---- Reading text

So, also, the passage of an ordinance requiring those engaged in the business of conducting a public dancing school to take out a license has been held to be authorized by legislative authority conferred upon the common council of a city to enact any ordinance that "shall be deemed expedient for the good government of the city, the protection of its property, the preservation of peace and good order, the suppression of vice, the benefit of trade and commerce, and the preservation of health." Conley v. Buffalo (1909) 65 Misc. 100, 119 N. Y. Supp. 87. See also the case of Geyer v. Buck (1919) 175 N. Y. Supp. 613, in which the court said that it fully concurred with the decision in that case.

An act giving to cities the power to license and regulate "traveling and other shows, circuses, and menageries, also athletic and scientific exhibitions, also theatrical and variety per

formances and plays, also plays, singing, or performances of any kind in any place where liquors are sold," has been held not to authorize a city to pass an ordinance forbidding any person or persons to hold in any place where liquors are sold, any ball or dance, either with or without music, without first obtaining a license for that purpose from the board of aldermen. Loertscher v. Jersey City (1913) 84 N. J. L. 537, 87 Atl. 68. The court in this case, while holding the ordinance not within the power of the city as laid down in the statute, freely admitted the advisability of licensing and regulating places where liquors are sold, and of supervising dances held therein. Construing the statute, the court said: "We are quite clear that the statute did not confer power on Jersey City to enact this ordinance. As has been already pointed out, . . the act speaks of shows, circuses, and athletic exhibitions. Plainly, a ball or dance is not seriously a circus or athletic exhibition; and quite as plainly, we think, it is not a show, which necessarily implies something to be shown, and spectators to look at it. . . . The legislature, no doubt, intended to use the word in a sense broad enough to include theatrical and vaudeville entertainments, but on the principle of noscitur a sociis dancing parties were not meant to be included."

--------

§ Objective A
Show each line of the entries below that contains the word "white".

---- Information given

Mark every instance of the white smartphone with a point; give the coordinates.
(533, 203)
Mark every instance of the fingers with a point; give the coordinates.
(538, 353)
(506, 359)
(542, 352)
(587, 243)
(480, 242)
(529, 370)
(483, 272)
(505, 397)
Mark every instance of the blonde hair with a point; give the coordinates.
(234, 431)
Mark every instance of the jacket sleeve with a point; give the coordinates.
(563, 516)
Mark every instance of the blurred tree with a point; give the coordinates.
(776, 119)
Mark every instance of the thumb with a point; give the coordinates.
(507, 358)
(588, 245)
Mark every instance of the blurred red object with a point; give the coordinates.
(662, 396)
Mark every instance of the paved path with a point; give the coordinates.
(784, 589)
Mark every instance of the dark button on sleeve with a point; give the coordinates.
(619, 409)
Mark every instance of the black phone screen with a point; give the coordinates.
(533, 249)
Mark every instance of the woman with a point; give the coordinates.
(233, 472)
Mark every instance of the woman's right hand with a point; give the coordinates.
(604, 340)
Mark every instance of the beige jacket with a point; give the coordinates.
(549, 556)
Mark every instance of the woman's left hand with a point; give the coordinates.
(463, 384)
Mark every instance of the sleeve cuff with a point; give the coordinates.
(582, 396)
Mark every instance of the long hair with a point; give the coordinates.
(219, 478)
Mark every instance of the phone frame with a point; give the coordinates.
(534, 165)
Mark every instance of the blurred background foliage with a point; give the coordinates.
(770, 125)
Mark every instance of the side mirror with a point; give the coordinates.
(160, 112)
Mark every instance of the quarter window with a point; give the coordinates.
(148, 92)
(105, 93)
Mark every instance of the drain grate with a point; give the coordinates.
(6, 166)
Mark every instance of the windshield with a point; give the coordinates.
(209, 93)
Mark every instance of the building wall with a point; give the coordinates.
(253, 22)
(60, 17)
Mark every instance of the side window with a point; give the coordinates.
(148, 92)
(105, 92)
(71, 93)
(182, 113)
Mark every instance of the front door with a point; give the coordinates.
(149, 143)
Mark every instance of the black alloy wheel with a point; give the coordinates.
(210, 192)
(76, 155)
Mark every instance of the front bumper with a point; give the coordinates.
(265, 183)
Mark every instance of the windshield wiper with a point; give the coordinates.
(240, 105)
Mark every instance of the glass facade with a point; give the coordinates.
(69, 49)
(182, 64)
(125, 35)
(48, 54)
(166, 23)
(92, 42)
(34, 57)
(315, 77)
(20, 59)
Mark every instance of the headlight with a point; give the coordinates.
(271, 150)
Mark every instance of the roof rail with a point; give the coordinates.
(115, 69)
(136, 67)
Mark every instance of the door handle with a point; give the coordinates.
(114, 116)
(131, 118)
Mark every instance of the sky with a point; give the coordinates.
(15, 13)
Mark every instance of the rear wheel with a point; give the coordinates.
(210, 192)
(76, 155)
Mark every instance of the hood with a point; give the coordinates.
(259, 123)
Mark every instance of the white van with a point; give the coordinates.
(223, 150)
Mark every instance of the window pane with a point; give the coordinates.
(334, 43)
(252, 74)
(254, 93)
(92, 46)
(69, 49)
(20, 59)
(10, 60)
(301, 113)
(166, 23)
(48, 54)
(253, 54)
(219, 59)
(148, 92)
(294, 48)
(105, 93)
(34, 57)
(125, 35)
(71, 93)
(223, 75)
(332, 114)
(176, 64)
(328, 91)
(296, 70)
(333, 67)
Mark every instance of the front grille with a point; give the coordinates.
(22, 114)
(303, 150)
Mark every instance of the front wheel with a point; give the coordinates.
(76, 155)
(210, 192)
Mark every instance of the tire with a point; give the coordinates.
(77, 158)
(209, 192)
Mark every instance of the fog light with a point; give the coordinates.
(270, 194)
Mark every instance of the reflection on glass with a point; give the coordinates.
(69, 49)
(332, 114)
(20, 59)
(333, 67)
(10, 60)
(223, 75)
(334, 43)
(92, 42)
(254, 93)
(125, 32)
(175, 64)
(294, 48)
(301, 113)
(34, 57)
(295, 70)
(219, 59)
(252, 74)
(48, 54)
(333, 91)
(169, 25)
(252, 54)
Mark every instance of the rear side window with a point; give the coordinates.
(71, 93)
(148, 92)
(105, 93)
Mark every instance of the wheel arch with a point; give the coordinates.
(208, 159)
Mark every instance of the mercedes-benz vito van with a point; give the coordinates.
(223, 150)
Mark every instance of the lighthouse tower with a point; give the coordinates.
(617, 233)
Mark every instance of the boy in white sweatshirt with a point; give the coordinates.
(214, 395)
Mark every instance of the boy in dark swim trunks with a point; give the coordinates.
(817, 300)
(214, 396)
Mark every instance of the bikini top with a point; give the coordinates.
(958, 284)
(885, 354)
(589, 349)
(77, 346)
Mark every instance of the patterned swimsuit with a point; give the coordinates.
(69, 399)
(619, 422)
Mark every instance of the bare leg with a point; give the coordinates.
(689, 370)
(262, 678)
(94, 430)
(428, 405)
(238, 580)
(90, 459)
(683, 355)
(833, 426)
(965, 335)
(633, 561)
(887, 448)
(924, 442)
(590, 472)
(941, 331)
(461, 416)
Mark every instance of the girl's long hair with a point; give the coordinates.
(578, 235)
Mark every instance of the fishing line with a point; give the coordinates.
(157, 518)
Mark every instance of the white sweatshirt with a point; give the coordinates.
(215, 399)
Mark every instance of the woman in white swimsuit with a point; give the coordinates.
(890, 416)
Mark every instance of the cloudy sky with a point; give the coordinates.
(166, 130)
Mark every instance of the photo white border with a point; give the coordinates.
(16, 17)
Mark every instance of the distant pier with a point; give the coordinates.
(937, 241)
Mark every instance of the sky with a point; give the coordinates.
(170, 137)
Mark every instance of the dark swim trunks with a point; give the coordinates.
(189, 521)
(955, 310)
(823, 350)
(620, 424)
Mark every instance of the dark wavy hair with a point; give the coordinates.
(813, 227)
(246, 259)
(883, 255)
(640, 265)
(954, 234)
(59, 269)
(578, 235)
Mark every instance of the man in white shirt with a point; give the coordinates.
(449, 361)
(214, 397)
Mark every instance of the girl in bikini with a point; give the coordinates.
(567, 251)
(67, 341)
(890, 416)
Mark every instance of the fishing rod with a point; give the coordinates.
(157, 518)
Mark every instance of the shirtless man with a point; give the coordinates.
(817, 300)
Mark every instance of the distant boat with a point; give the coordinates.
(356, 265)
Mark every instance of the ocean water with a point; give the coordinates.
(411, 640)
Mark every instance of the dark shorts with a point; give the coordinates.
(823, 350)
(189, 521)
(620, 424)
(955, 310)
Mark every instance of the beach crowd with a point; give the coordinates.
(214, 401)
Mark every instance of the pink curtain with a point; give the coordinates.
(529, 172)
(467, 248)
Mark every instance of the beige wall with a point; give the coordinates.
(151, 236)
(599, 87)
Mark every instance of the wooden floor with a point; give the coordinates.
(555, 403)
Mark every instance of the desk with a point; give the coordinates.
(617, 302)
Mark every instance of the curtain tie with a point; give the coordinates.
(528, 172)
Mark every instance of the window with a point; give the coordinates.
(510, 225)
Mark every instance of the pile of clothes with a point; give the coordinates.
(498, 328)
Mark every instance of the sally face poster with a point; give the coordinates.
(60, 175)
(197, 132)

--------

§ Objective B
List every court case the dance licensing passage cites by name.

§ Task response A
Mark every instance of the white smartphone with a point; give the coordinates.
Mark every instance of the white van with a point; give the coordinates.
Mark every instance of the boy in white sweatshirt with a point; give the coordinates.
Mark every instance of the white sweatshirt with a point; give the coordinates.
Mark every instance of the woman in white swimsuit with a point; give the coordinates.
Mark every instance of the photo white border with a point; give the coordinates.
Mark every instance of the man in white shirt with a point; give the coordinates.

§ Task response B
Conley v. Buffalo
Geyer v. Buck
Loertscher v. Jersey City